本文>
################
私はちょ〜っと濡れてしまいましたけど。。。^^;

>九州の山林は5月の終わり頃から鳴き始め、
>今は良〜く耳にします^^¥ 
>大分、福岡、長崎の山の近くでは、夏いっぱい鳴いています。

 そうでしたか〜こうして生の地域情報を得られるのも
ネット交流のすごい所ですね〜! ありがとうございます。
 
 図鑑情報も、最近の地球規模の気候変動による変化には、とても
追いついていないのかもしれませんね。(私も日本野鳥の会を脱退して
しまったので、最新情報が分かりませ〜ん。(><)) 
 この辺りでも10年程前くらいはカッコウが主流で、ホトトギスは
少数派だったのですが、気候変動の所為なのか、今はカッコウの
声が聞こえず、ホトトギスばかりになってしまいました。
Posted by 山桜 at 2009年06月28日 15:33
◆やゆよん
 私はお魚も好きだから、鷺なんかもいいかな〜♪
あ、でもあの妖しい目つきはちょっと。。。(笑)
いつもみんなと一緒で楽しそうに囀りながら甘いものを
探しているメジロなんて、姿も可愛いしいいかもね〜^^

 街中に楠が…あ〜そう言えばあった気がする〜熊本ってどこか
力強い魅力的な街だったなぁ もう一度言ってみたい☆
こちらでは雀の数が減っていて心配なの…ヤンキームクドリなら、
都会の街路樹の中で夜中も騒いでいるよ〜

 一度あの声が○○の鳴き声って分かってしまえば耳が追う
けれど、分からないうちはただ何かの鳥が鳴いてるな〜って
思う位なのは仕方がないよ。 じゃぁ、今年はホトトギスの
鳴き声を覚えてみる?http://www.bird-research.jp/1_katsudo/kisetu/nakigoe_hototogisu.mp3
ちょっと音が高い気がするけど、大体こんな感じだよ。
################
実施する作業>
1. 鳥の鳴き声をめぐる本文のうち、「一度あの声が○○の鳴き声って分かってしまえば耳が追う」から「ちょっと音が高い気がするけど、大体こんな感じだよ。」までの部分を、そのとおりに書き写しなさい。
2. 記録の冒頭から「negative clicks: (572, 129) (599, 253)」を含む行までを、その行も含めて一字一句変えずに抜き出しなさい。ただし、画像は答えに含めないこと。
本文と記録は、互いに独立した別々の資料です。
################
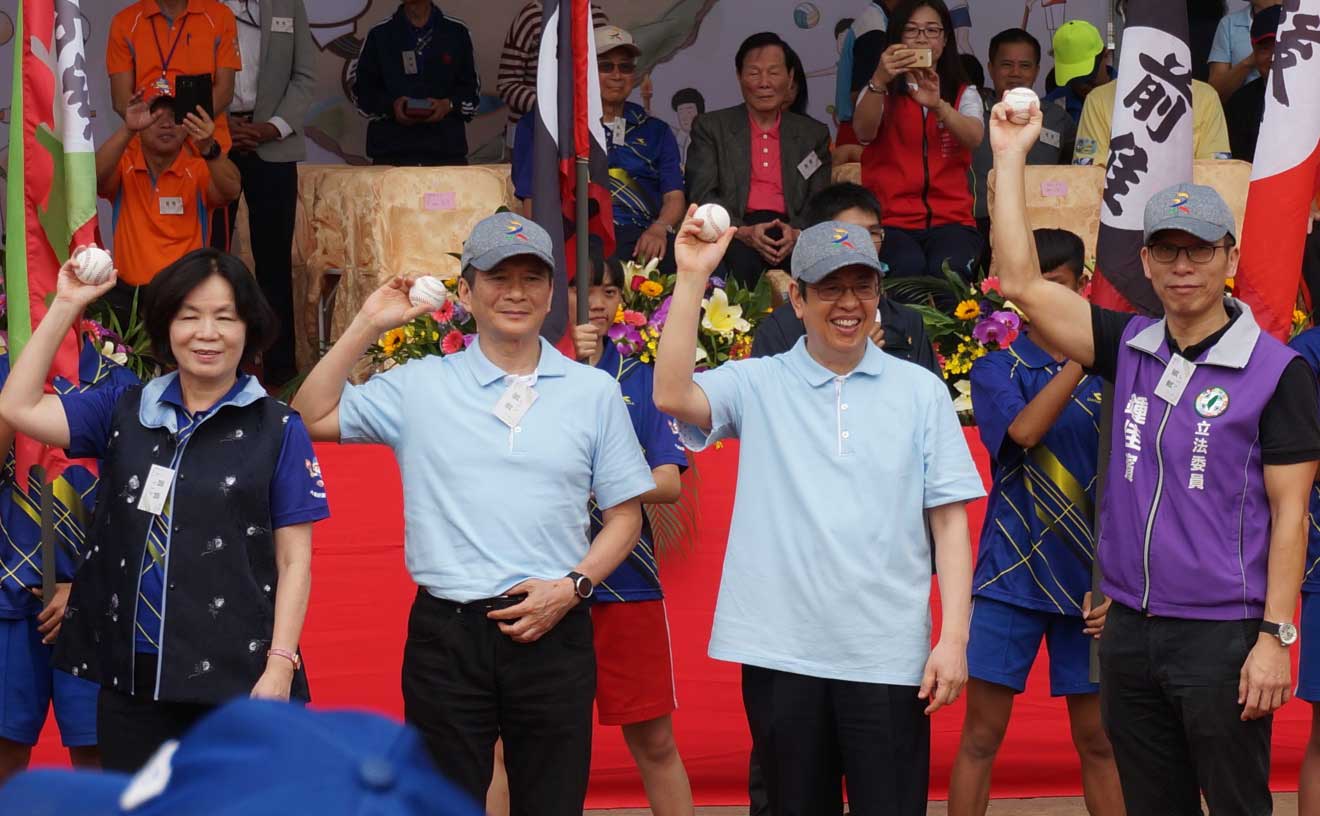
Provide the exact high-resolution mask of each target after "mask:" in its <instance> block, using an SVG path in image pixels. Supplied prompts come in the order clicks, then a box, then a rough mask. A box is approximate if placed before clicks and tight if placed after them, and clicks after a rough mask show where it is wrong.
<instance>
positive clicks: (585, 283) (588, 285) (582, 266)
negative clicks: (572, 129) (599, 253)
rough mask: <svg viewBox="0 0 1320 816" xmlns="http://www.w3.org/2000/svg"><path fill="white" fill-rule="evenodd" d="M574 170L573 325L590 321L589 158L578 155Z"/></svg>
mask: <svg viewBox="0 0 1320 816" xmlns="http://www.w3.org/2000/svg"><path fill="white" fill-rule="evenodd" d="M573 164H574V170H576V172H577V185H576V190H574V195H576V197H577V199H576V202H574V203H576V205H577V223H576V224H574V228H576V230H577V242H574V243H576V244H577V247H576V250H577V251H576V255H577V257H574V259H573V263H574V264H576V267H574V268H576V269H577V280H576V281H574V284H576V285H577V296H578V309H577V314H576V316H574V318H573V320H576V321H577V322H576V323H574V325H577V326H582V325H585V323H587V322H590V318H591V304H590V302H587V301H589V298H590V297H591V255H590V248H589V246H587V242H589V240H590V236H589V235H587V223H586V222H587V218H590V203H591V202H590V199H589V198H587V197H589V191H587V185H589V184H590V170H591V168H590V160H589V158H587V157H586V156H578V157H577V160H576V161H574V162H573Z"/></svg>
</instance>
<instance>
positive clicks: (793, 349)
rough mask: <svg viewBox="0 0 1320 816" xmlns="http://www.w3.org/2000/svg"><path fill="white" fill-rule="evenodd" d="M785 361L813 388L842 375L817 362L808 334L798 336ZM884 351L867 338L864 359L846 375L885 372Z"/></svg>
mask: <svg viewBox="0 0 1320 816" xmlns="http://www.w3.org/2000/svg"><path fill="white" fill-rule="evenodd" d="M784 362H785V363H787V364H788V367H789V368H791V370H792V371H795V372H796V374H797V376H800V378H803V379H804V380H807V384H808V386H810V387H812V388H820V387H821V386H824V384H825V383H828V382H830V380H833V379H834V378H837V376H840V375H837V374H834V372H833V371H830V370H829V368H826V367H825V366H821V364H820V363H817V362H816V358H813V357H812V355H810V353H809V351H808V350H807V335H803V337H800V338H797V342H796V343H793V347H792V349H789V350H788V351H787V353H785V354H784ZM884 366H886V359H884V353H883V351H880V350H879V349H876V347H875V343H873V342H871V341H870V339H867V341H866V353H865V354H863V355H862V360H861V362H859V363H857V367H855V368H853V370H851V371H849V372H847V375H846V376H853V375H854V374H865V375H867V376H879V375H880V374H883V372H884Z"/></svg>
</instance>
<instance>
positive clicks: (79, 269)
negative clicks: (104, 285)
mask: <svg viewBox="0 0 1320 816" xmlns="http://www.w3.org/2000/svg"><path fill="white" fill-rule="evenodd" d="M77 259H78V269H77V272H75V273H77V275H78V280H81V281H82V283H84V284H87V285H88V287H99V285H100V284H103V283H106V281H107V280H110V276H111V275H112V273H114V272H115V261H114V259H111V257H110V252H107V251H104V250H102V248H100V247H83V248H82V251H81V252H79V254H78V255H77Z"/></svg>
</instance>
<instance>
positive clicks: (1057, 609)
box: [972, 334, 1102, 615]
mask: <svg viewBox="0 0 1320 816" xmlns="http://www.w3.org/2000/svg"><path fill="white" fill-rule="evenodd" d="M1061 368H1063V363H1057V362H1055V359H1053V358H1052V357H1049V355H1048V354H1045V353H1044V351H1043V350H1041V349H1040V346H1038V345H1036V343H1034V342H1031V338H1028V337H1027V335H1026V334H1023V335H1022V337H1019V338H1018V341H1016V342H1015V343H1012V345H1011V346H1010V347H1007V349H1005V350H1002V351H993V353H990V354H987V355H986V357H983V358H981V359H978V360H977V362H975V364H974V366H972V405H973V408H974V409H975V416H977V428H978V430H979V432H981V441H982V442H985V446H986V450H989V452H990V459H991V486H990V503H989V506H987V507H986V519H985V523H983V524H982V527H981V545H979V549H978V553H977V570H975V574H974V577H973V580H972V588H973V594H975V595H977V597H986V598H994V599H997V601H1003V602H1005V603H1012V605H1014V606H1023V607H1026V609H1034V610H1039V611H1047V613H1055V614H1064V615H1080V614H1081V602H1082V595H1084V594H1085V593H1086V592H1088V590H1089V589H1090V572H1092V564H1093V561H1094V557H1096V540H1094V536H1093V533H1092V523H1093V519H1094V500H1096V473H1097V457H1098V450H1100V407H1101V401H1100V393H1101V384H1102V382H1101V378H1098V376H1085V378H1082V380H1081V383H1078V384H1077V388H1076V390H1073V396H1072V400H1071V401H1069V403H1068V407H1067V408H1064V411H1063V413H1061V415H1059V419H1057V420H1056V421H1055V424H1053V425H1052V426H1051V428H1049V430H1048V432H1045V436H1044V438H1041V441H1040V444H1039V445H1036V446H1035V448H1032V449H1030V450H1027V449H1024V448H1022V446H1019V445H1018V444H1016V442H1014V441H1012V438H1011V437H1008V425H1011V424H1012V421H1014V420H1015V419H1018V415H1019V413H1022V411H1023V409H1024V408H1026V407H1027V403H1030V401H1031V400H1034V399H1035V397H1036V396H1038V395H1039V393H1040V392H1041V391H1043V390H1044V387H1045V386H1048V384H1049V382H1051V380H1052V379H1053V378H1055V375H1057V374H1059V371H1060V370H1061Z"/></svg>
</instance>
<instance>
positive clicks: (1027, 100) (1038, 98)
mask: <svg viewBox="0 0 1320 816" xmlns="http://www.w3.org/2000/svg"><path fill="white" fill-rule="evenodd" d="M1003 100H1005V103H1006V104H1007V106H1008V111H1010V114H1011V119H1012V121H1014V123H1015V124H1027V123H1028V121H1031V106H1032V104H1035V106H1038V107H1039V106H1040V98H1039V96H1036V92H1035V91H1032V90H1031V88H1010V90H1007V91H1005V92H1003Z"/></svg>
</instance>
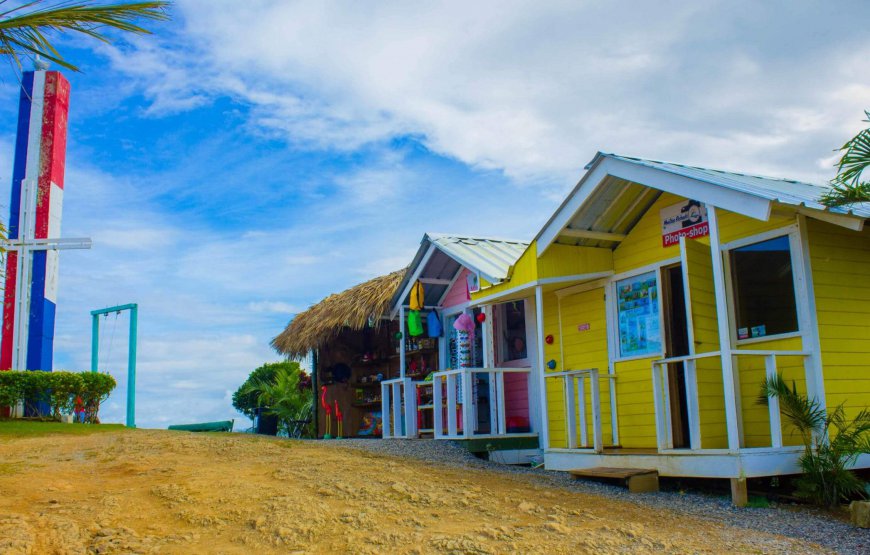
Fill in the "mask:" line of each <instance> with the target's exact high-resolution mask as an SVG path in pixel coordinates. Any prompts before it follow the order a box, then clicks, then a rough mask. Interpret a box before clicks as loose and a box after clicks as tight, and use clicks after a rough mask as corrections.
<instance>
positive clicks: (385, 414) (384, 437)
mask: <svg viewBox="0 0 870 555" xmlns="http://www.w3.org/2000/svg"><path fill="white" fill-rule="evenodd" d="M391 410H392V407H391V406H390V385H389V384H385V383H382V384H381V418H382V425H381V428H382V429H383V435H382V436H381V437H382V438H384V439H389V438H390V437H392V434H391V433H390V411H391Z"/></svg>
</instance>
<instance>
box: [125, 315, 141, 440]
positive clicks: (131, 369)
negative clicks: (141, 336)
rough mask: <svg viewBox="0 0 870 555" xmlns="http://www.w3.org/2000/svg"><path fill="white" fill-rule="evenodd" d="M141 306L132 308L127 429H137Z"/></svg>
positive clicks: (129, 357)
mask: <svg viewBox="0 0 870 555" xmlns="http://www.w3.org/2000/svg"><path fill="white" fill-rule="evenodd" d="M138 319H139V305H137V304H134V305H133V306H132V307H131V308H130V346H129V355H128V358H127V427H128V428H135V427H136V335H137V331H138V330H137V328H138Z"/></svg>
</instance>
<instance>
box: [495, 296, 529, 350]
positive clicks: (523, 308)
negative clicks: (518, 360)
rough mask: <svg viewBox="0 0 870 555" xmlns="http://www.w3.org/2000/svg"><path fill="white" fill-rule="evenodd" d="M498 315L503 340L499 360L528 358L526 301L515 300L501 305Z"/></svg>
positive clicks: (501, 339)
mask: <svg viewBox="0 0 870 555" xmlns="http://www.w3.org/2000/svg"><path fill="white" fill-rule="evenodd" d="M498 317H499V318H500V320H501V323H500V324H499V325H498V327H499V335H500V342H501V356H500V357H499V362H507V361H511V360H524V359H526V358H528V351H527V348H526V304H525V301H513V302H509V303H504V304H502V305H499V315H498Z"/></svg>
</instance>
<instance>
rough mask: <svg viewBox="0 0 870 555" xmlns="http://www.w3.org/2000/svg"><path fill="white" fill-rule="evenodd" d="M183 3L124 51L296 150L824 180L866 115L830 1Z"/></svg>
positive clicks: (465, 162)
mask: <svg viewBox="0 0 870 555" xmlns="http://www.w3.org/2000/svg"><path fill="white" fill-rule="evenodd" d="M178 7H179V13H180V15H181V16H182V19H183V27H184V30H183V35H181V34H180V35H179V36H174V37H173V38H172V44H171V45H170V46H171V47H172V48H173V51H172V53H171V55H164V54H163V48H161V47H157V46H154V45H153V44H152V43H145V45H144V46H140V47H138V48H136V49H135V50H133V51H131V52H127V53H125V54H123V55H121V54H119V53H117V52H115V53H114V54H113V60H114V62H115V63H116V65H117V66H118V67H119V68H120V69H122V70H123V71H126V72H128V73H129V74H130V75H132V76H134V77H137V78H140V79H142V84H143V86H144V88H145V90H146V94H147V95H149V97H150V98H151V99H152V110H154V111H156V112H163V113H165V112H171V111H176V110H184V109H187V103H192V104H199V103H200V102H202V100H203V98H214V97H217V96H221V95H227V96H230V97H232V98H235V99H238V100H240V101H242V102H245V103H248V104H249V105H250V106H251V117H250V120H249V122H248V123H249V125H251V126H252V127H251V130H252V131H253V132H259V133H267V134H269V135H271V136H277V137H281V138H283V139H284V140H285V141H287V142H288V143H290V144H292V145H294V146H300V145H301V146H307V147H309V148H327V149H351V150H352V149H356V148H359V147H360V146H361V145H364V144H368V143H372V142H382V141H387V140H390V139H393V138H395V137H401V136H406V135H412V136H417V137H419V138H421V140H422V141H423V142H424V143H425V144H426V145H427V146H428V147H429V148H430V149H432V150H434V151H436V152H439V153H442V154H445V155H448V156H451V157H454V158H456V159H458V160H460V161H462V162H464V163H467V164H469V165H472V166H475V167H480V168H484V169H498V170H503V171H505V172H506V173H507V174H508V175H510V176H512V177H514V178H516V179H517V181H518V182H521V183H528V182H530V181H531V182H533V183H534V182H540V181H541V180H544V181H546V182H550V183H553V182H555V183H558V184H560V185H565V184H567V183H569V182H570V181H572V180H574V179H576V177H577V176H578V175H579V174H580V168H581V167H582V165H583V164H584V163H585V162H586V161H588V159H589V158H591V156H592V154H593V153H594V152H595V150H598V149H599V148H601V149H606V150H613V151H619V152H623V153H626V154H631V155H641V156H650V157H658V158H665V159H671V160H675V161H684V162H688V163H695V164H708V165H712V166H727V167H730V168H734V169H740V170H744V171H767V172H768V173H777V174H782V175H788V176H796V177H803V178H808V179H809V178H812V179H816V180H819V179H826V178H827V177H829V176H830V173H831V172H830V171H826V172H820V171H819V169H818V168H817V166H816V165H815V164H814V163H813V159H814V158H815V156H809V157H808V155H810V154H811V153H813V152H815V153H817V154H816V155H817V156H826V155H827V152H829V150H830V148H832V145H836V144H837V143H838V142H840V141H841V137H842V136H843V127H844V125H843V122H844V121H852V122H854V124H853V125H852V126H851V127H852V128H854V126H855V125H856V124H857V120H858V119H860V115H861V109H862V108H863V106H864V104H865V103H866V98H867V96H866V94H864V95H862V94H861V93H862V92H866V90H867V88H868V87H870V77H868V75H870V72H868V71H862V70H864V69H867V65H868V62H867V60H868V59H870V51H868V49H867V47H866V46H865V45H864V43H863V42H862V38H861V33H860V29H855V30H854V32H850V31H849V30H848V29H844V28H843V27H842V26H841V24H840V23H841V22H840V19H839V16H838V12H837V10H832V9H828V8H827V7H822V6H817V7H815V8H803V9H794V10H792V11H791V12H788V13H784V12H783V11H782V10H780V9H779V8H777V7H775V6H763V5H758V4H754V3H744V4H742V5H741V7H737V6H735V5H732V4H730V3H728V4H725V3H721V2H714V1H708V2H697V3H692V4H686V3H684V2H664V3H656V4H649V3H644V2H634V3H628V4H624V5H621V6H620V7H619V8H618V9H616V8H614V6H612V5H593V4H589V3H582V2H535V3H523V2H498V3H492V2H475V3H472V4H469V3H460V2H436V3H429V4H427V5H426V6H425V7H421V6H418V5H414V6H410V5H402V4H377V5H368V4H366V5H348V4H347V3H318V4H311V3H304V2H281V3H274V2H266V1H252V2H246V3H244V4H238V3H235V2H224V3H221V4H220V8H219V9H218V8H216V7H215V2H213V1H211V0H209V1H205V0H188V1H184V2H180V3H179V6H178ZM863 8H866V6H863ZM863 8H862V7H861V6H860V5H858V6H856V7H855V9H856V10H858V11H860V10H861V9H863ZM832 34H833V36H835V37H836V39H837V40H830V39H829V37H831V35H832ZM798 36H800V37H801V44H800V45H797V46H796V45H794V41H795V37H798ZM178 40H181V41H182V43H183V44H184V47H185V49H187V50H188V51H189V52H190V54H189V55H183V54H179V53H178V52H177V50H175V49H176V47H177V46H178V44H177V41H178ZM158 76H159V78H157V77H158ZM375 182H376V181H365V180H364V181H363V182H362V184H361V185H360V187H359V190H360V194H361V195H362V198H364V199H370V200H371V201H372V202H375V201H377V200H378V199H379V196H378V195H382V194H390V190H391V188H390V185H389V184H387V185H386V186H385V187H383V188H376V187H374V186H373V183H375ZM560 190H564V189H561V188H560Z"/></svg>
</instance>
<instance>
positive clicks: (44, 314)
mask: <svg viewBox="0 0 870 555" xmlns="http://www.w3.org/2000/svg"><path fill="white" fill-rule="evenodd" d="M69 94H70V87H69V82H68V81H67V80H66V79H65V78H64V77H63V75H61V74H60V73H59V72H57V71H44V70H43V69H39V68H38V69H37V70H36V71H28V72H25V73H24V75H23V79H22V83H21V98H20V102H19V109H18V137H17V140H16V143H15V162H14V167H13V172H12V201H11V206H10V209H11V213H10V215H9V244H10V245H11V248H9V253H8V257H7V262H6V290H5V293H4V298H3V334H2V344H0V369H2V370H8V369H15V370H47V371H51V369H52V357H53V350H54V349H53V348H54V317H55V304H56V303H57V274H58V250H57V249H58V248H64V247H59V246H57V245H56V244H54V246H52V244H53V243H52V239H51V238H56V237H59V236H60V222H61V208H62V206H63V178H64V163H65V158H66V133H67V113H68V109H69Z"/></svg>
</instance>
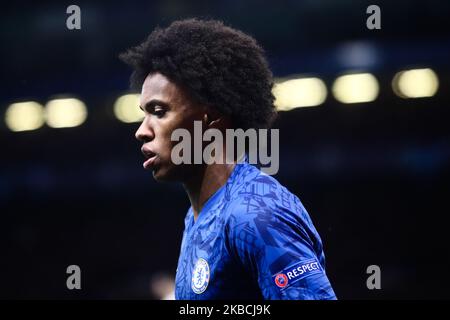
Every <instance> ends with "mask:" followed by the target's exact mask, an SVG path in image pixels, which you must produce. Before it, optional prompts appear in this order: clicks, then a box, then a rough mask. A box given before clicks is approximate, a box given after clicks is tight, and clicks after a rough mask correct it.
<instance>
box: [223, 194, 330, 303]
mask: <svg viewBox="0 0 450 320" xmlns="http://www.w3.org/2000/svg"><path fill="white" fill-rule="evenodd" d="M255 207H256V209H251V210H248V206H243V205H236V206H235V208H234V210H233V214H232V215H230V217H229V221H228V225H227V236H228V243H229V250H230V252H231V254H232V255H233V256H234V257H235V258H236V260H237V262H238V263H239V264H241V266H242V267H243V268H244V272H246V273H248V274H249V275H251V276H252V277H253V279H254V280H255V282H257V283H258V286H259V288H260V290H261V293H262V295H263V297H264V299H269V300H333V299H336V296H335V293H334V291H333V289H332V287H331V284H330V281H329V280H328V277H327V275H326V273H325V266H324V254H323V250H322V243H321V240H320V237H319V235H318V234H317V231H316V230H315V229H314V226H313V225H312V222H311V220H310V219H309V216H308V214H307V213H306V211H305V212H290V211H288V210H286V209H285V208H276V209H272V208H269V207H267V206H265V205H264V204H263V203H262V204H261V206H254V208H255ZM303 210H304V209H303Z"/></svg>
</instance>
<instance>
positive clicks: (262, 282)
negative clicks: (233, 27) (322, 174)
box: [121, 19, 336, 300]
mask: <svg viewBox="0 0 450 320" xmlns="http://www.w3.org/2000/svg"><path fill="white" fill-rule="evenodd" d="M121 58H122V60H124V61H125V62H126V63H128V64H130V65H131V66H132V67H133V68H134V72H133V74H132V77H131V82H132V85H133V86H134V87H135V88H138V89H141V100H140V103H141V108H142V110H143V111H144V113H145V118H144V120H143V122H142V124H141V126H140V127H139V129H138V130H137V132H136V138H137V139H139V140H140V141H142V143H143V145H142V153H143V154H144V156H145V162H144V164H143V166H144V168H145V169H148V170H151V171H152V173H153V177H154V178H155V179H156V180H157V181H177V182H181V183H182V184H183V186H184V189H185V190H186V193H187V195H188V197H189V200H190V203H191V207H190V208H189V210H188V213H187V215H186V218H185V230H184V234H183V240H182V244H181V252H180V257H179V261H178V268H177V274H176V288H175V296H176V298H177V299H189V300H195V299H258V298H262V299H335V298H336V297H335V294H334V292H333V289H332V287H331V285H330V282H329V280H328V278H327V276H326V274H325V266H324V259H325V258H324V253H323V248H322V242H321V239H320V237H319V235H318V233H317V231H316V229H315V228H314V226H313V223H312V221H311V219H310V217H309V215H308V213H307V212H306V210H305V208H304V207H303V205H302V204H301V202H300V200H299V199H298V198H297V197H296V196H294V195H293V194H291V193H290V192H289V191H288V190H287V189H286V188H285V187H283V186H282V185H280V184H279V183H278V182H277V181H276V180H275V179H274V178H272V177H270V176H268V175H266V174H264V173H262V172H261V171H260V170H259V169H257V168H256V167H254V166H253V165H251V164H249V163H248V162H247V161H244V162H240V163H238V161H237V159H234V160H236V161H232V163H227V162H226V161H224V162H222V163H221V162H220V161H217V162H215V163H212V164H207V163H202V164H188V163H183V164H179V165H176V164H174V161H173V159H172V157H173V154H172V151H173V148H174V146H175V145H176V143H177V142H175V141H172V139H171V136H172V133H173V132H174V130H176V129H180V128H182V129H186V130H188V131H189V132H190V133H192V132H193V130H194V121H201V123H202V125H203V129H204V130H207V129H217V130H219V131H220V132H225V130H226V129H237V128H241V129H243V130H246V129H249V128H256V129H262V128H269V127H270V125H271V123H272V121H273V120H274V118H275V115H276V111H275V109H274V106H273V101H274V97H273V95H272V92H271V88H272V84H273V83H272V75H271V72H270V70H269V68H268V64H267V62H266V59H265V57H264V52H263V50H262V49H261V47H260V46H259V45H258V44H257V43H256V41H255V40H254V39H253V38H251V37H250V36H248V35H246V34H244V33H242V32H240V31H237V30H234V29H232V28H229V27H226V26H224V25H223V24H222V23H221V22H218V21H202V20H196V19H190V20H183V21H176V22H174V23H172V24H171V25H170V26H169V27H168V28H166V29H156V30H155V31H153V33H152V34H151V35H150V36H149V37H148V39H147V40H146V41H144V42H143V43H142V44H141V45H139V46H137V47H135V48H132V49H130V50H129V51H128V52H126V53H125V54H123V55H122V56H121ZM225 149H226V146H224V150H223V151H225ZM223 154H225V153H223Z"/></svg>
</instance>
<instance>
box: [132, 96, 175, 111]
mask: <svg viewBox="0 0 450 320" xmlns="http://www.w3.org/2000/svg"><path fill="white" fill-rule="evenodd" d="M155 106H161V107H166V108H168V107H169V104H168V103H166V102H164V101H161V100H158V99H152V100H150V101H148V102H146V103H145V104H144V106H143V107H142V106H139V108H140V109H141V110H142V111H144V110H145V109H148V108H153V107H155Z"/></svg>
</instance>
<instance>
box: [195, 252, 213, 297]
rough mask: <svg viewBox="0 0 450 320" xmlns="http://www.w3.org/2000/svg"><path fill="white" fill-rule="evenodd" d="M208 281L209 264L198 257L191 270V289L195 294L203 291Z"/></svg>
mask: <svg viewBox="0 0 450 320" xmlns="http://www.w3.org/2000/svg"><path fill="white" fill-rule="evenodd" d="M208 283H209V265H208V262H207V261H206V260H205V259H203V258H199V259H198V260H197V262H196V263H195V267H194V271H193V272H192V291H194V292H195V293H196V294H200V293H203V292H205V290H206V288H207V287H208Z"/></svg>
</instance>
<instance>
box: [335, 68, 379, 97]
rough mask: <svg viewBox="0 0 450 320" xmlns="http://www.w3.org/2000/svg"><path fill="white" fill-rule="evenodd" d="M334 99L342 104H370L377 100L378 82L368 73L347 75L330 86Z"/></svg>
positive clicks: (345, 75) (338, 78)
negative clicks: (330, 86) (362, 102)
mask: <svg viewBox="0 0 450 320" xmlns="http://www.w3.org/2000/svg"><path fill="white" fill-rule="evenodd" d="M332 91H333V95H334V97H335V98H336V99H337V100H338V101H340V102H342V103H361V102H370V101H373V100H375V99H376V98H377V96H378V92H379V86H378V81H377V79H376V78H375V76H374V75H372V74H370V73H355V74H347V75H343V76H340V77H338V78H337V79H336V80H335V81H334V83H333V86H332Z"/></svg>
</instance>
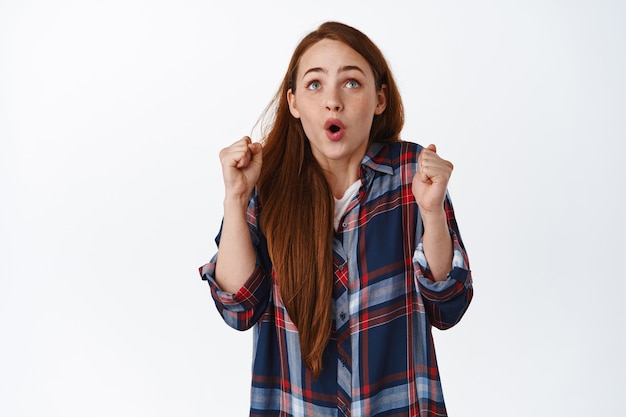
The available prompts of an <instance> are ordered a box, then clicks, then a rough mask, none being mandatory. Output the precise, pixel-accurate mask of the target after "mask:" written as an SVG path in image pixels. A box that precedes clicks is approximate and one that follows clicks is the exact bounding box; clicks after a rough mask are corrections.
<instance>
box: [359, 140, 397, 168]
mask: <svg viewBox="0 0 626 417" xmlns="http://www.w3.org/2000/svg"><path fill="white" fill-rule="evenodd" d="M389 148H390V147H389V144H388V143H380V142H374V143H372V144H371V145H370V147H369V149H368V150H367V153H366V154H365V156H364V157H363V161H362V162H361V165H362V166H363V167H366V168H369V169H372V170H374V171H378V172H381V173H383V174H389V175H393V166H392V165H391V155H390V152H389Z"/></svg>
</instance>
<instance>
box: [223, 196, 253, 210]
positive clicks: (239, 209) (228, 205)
################
結果一覧>
1.
一度あの声が○○の鳴き声って分かってしまえば耳が追う
けれど、分からないうちはただ何かの鳥が鳴いてるな〜って
思う位なのは仕方がないよ。 じゃぁ、今年はホトトギスの
鳴き声を覚えてみる?http://www.bird-research.jp/1_katsudo/kisetu/nakigoe_hototogisu.mp3
ちょっと音が高い気がするけど、大体こんな感じだよ。

2.
Provide the exact high-resolution mask of each target after "mask:" in its <instance> block, using an SVG path in image pixels. Supplied prompts come in the order clicks, then a box, then a rough mask. A box is approximate if placed before clicks and tight if placed after them, and clicks after a rough mask show where it is wrong.
<instance>
positive clicks: (585, 283) (588, 285) (582, 266)
negative clicks: (572, 129) (599, 253)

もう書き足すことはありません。